**WHAT THE EXERCISE ASKS:** From the data below, return the exact lines starting at the line containing "pull chain visible." and ending at the line containing "Please examine the image above and identify every green", both included, and nothing else.
___ LISTED ENTRIES
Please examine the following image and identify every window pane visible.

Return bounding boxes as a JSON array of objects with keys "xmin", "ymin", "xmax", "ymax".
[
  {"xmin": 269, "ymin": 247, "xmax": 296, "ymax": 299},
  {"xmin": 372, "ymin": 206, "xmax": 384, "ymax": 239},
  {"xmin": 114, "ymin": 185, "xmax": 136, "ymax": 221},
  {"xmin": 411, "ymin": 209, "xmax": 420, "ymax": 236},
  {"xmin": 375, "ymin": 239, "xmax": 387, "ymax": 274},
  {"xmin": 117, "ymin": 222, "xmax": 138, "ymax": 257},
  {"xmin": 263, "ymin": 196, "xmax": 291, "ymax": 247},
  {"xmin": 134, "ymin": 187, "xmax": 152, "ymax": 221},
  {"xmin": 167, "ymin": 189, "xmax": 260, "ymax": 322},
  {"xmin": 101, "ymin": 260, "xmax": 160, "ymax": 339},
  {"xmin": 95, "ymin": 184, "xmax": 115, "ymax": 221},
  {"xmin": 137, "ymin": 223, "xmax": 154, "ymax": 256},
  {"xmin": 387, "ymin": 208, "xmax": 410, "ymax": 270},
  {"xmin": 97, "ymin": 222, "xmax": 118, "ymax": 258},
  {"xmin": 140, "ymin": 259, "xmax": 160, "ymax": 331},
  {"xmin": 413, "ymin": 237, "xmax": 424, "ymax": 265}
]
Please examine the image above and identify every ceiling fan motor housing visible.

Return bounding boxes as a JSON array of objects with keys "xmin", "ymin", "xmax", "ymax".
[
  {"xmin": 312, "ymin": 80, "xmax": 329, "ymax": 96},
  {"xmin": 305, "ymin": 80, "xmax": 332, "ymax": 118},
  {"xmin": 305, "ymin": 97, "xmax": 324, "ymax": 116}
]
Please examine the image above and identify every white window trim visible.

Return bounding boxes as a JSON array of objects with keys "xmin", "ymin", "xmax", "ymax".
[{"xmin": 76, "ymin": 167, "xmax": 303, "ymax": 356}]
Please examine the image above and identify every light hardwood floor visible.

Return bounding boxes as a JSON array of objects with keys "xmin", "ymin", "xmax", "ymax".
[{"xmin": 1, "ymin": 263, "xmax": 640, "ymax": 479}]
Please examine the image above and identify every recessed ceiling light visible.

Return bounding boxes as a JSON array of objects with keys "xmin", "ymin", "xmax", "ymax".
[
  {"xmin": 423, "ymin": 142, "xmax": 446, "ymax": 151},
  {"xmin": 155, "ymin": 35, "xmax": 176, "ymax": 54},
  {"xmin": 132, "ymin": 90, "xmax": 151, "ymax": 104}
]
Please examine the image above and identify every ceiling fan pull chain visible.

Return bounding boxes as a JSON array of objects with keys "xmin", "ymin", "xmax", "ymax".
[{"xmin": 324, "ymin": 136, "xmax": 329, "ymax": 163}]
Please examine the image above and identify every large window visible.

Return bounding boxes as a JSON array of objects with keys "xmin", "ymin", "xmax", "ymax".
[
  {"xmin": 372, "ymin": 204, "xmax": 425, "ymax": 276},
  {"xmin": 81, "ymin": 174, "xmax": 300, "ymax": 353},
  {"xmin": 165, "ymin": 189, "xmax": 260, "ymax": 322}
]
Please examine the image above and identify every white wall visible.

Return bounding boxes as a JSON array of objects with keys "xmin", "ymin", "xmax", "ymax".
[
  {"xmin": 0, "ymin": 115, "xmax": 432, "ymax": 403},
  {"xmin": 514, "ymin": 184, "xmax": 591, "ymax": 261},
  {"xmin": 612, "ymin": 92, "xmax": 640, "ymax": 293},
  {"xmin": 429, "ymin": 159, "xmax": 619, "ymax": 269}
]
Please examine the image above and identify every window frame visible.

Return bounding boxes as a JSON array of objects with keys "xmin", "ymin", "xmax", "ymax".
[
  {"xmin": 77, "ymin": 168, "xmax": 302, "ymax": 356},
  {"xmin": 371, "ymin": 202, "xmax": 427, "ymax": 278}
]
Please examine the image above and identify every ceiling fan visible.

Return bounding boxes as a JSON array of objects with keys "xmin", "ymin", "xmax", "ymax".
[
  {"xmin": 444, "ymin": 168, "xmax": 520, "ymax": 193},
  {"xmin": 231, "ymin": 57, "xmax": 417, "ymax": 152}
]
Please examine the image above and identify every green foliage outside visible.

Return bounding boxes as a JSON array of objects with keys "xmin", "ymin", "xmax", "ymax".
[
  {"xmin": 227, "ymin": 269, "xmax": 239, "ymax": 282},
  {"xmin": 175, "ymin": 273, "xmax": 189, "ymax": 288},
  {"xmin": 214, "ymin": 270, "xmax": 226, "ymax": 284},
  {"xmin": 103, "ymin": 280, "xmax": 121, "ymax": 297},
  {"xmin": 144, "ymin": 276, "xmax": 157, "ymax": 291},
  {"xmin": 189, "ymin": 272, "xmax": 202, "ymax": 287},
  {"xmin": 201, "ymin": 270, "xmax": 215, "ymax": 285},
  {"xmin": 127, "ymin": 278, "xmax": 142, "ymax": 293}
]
______
**SOLUTION FOR THIS PROBLEM:**
Please examine the image above and identify every ceiling fan pull chain visible.

Return bounding boxes as a JSON array of objects with keys "xmin", "ymin", "xmax", "ymax".
[{"xmin": 324, "ymin": 136, "xmax": 329, "ymax": 163}]
Please examine the image above and identify every large window visible.

Return bounding boxes as a JSON array of objects with keys "xmin", "ymin", "xmax", "ymax".
[
  {"xmin": 372, "ymin": 204, "xmax": 425, "ymax": 276},
  {"xmin": 81, "ymin": 174, "xmax": 300, "ymax": 353},
  {"xmin": 165, "ymin": 189, "xmax": 260, "ymax": 322}
]
Please examine the image above and identify every white wall visible.

Return bounding boxes as a JSON array of objects with keys "xmin", "ymin", "xmax", "ymax".
[
  {"xmin": 0, "ymin": 115, "xmax": 432, "ymax": 403},
  {"xmin": 514, "ymin": 184, "xmax": 591, "ymax": 261},
  {"xmin": 612, "ymin": 92, "xmax": 640, "ymax": 293},
  {"xmin": 429, "ymin": 159, "xmax": 619, "ymax": 269}
]
Please examine the image above and identify every window frame visible.

Return bounding boxes as a JSON array of objects with keys "xmin", "ymin", "xmax", "ymax".
[
  {"xmin": 77, "ymin": 168, "xmax": 302, "ymax": 356},
  {"xmin": 371, "ymin": 202, "xmax": 427, "ymax": 278}
]
Please examine the image above and identify every ceiling fan visible.

Return bounding boxes as a JSON array of objects with keys "xmin", "ymin", "xmax", "ymax".
[
  {"xmin": 444, "ymin": 168, "xmax": 520, "ymax": 193},
  {"xmin": 231, "ymin": 57, "xmax": 417, "ymax": 152}
]
Please examine the image above and identify every green foliage outside visible.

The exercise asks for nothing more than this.